- What to do -
Copy every one of the records below line for line, leaving each character as it is.

(Saved entries)
────────────────────────────────────────

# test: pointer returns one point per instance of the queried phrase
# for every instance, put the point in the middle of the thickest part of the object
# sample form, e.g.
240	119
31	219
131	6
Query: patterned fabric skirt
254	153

────────────────────────────────────────

- Reply -
# test: pointer returns one point per instance of the queried phrase
# for every instance, put the point in the middle of the thickest part of the object
# sample form, e.g.
240	119
31	219
131	6
Query: patterned fabric skirt
254	153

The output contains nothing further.